# Given instruction:
Locate the line that contains "of the cloud" in the entries below. Retype it and all following lines through the final one, character for character.

═════ Task data ═════

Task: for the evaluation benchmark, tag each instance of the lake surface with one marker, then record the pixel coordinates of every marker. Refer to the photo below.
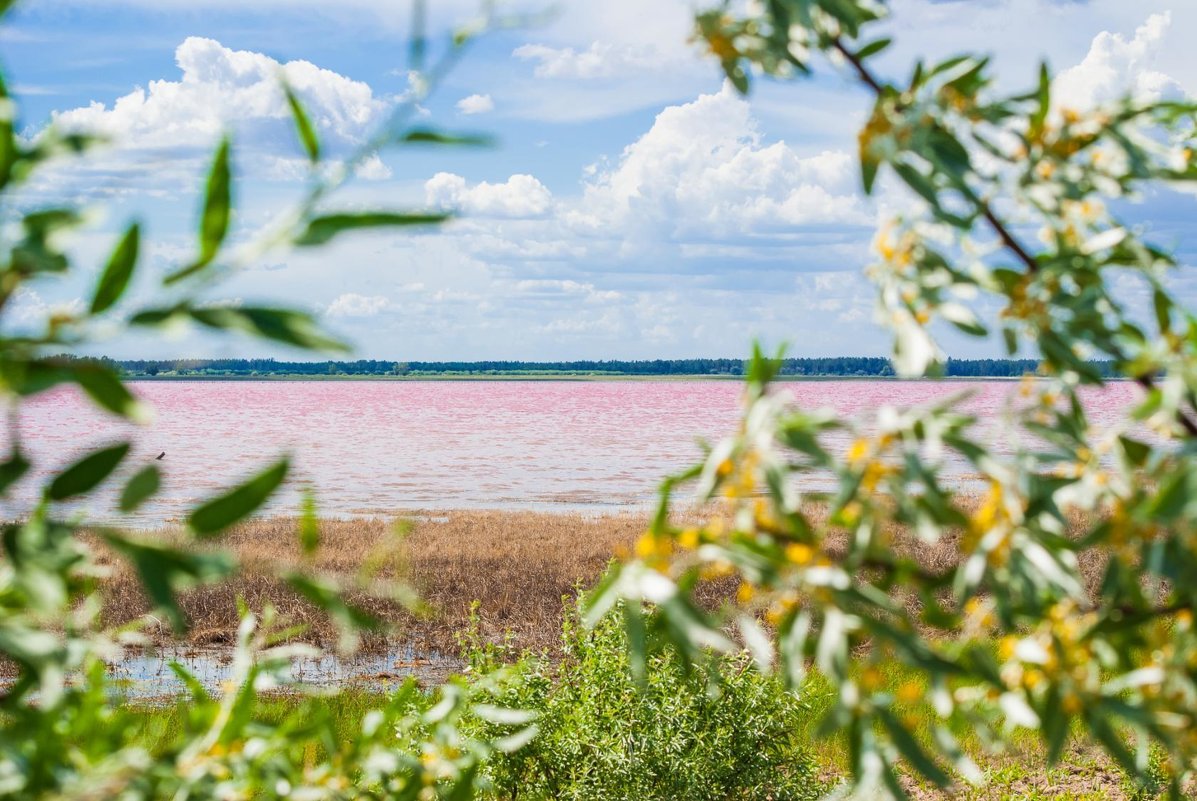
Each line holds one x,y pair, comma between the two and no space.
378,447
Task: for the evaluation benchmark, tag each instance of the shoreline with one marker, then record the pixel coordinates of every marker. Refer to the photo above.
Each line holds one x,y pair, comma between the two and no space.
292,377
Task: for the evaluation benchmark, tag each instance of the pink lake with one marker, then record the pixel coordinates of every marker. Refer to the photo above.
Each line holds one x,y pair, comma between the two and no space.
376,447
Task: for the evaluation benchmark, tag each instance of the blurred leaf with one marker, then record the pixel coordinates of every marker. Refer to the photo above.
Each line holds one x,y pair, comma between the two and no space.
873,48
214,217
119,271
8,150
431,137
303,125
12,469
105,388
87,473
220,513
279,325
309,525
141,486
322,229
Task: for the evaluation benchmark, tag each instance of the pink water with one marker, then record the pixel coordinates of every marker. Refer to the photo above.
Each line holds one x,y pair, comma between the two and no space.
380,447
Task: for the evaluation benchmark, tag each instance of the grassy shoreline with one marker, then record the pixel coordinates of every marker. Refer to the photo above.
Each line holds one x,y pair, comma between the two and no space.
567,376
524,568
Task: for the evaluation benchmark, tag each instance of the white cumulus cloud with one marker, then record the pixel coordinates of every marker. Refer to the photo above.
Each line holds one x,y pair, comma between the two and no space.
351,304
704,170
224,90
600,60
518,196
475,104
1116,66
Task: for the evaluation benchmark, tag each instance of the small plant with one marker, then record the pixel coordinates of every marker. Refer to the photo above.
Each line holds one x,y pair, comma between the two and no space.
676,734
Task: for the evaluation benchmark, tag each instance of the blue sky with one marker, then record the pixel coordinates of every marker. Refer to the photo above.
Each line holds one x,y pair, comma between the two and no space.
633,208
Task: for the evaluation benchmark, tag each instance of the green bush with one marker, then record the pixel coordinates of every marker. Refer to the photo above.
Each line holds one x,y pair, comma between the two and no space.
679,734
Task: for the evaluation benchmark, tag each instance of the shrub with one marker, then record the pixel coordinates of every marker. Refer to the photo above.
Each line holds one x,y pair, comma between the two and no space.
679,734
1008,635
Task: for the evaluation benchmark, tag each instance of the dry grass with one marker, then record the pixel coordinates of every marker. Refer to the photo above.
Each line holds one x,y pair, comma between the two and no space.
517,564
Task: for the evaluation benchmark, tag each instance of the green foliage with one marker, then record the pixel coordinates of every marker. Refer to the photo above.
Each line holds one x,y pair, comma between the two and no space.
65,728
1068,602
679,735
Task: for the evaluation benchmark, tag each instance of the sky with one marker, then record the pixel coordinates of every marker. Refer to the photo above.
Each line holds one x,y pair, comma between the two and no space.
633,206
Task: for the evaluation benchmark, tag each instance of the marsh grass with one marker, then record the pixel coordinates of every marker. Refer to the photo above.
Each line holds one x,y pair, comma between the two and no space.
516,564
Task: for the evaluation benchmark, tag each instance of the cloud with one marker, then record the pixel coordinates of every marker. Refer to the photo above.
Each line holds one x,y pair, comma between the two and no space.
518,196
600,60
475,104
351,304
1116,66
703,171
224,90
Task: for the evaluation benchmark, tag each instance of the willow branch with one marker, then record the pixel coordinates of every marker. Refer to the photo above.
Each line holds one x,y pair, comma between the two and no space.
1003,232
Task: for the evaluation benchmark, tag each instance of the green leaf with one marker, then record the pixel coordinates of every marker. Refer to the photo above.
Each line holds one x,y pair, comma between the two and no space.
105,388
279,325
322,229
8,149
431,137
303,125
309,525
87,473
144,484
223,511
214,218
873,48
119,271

═════

# Result:
Task: for the evaluation benchmark, tag each instance of the cloud with one marker, then record the pixel coordinates of every marker. Refer to the photo above.
Each line holds one x,y pair, comma between the two and no space.
518,196
600,60
475,104
351,304
1116,66
703,171
224,90
Task: for the evaluation benchmark, tag each instance of the willow branch with one marker, then record the pixel coordinates of every marker. Refer to the photo above.
Each line holds one x,y pair, comma between the two and no space.
1003,232
Task: for the evaluation benchmark, tag each instance of the green leaf with one marker, then record the pixel coordinates of every marker. Refer to the photo above.
Each line holds one x,y pair, comma between the two and no space.
105,388
279,325
322,229
8,149
431,137
303,125
309,525
87,473
144,484
223,511
214,218
873,48
119,271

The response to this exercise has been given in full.